FRAGMENTO DE PÁGINA ->
★ ★ ★ ★ ★ ★ ★

Déjenme aclararles que el director de IEPAN, el @pana_dero Juan Carlos Bruzual, me prestó este blog para escribir sobre Freddy Ernesto, como le decíamos en casa a quien fuera el querido profe de esta escuela. Freddy, hoy, 1º de mayo, estaría cumpliendo 58 años de edad

La tunjita o piñita con masa madre fue el último pan que preparó el chef de nuestra escuela Freddy Linares, fallecido en 2019 / FOTO Juan Carlos Bruzual

Yelitza Linares (*)

Apenas empiezo a caminar por el Centro Comercial Metropolitano de Chacao, hay un olor a hogar que hace más grato el paso por ese viejo edificio. Si se tiene la suerte de llegar de una vez a la mezzanina, al mediodía, se perciben los aromas irresistibles de las masas de harina bajo el fuego, porque los alumnos del Instituto Europeo del Pan suelen hornear sus panes del día a esta hora.

Abro la puerta de la oficina de nuestra escuela de panadería y me golpea en la cara el fuerte olor, como a especia. Mientras saludo al equipo a cargo de esta academia, voy tratando de adivinar qué será lo que están horneando hoy. Es un ejercicio que suelo hacer por lambucia: siempre adelantándome a querer comer las delicias que otros preparan.

Un pan requiere de mucha paciencia. Es bastante probable que las hogazas que reciben calor en este momento hayan comenzado a ser preparadas el día anterior o hace unos meses, años -si acaso han usado alguna masa madre-. Pero cuando pega el olor a pan recién horneado, mis papilas gustativas envían señales de urgencia. No puedo esperar a probarlo. Es como si me dominara.

Mis hijos me reclaman porque el pan de la cena nunca llega completo: parto el culito de un pan gallego o desgrano un pan de molde integral, dentro del carro y camino a casa. Las migas quedan desperdigadas por todo el asiento, con bastante frecuencia, como prueba del delito.

En este caso, no está bien que una de las propietarias de la escuela de panadería llegue directo a querer ver y probar el objeto de estudio. Hago ver que estoy acostumbrada, por lo que controlo mis deseos que apenas expreso en un cálido saludo: “¡Huele muy bien!”.

★ ★ ★ ★ ★ ★ ★

CONSIGNA ESCRITA 1 ->
Transcribe literalmente el texto sobre la escuela de panadería, comenzando en "Un pan requiere" y siguiendo hasta "prueba del delito.".
CONSIGNA ESCRITA 2 ->
Según el texto sobre la escuela de panadería, ¿cuál fue el último pan que preparó Freddy Linares?
CONSIGNA ESCRITA 3 ->
Prosigue el texto sobre la escuela de panadería a partir de su última oración.

DATOS MOSTRADOS ->
★ ★ ★ ★ ★ ★ ★

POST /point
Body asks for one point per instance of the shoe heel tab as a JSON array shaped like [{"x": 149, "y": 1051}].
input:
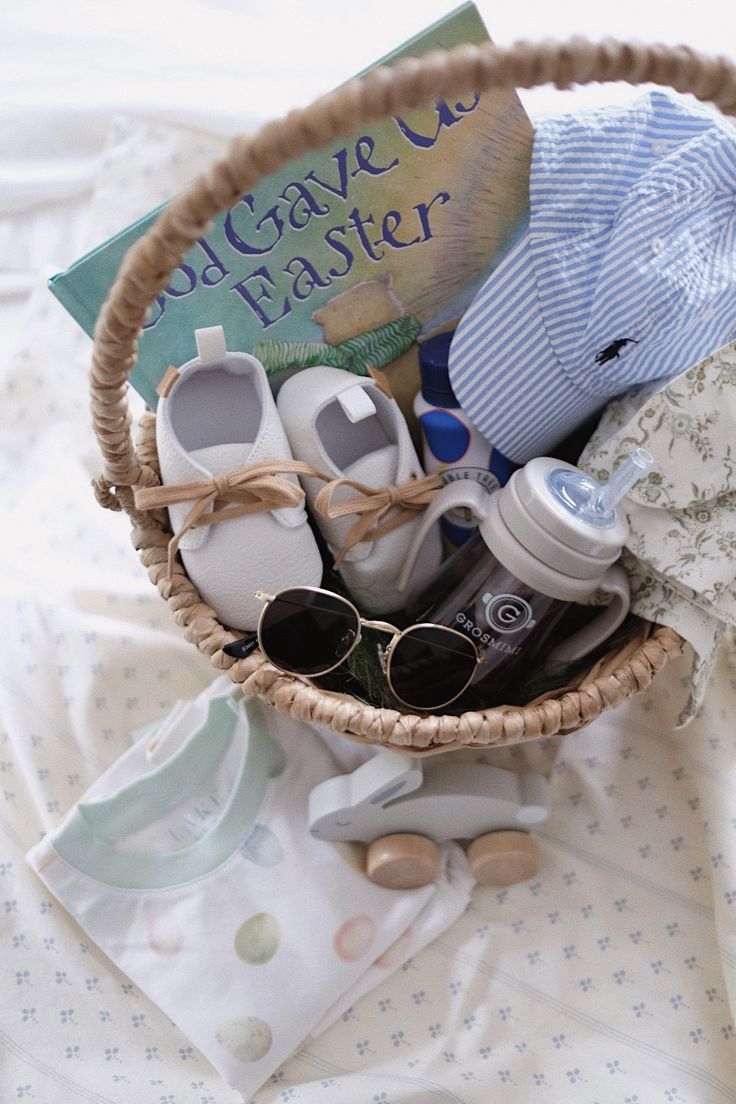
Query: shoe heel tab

★ ★ ★ ★ ★ ★ ★

RESPUESTA 1 ->
Un pan requiere de mucha paciencia. Es bastante probable que las hogazas que reciben calor en este momento hayan comenzado a ser preparadas el día anterior o hace unos meses, años -si acaso han usado alguna masa madre-. Pero cuando pega el olor a pan recién horneado, mis papilas gustativas envían señales de urgencia. No puedo esperar a probarlo. Es como si me dominara.

Mis hijos me reclaman porque el pan de la cena nunca llega completo: parto el culito de un pan gallego o desgrano un pan de molde integral, dentro del carro y camino a casa. Las migas quedan desperdigadas por todo el asiento, con bastante frecuencia, como prueba del delito.

RESPUESTA 2 ->
La tunjita o piñita con masa madre.

RESPUESTA 3 ->
Paso directo a la tienda a reunirme con mi socio, el @pana_dero, porque estoy llegando tarde a nuestra reunión. Cerramos la puerta que nos separa del centro de producción y trato de enfocarme en aburridos temas administrativos.

Aunque hay varios metros de distancia y dos puertas entre esta reunión y el horno, me cuesta concentrarme. Empiezo a identificar la especia: huele a anís. De repente, recuerdo de golpe la panadería de mi infancia en Guaracarumbo, en Vargas. Percibo la fragancia del azúcar apenas quemada. Parece ser un pan dulce, pero este es más aromático. Tiene algo más que no consigo identificar. ¿Será pan camaleón? Hace tiempo que no pruebo este pan andino. Pero, no lo asocio con el olor a especia.

Mi socio me muestra las cuentas del último mes y yo solo pienso en dilucidar cuál será el pan que crece, más allá, sobre el calor extremo.

Levanto la mirada y por el vidrio veo a mi hermano Freddy Ernesto, panadero e instructor de la escuela, sacando una bandeja del horno. No logro ver el contenido.

Vuelvo a la conversación con Juan Carlos.

Dos minutos más tarde, Freddy entra a la tienda con una bandeja de panecillos y, repentinamente, un fuerte olor a anís con cierta acidez se adueña del pequeño local. Posa la bandeja en el carrito en el que se enfrían los panes, se quita los guantes y le acerca uno de los ejemplares a mi socio y director de la escuela.  “Prueba esta, Juan”.

¡Una tunjita! Al fin, puedo saberlo. Pero esta es diferente. Más crecida que la habitual, con picos acentuados en la parte superior y levemente tostados por el azúcar quemada. Abajo, por el contrario, la masa es blanca y esponjosa.

Juan Carlos la toma y la parte en dos. Me da una mitad. La miga suave y flexible se mueve con la presión de los dedos, pero vuelve a su forma.

Juan toma su pedazo y se lo pone frente a la nariz para percibir los olores. Aspira profundamente y entrecierra los ojos. Yo hago lo propio, de puro aguaje, porque tengo muchas ganas de probarla. Pero sí noto que esta tunjita no es la misma que el portugués de la panadería de mi infancia ponía de ñapa en la bolsa de los cuatro bollos de pan. Esta es tres veces más grande y esponjosa y, lo mejor, tiene una complejidad aromática, que confirmo cuando la pruebo. Mastico, enseguida mi boca saliva y se colma de un aroma que parece tomar toda mi cavidad bucal, la nariz, la garganta, todo. Sentí que el anís y la acidez de la fermentación salía por mis oídos. Fue una experiencia extrasensorial con una mezcla de sabores de antaño.

”Qué divina”, alcanzo a decir, entre bocado y bocado.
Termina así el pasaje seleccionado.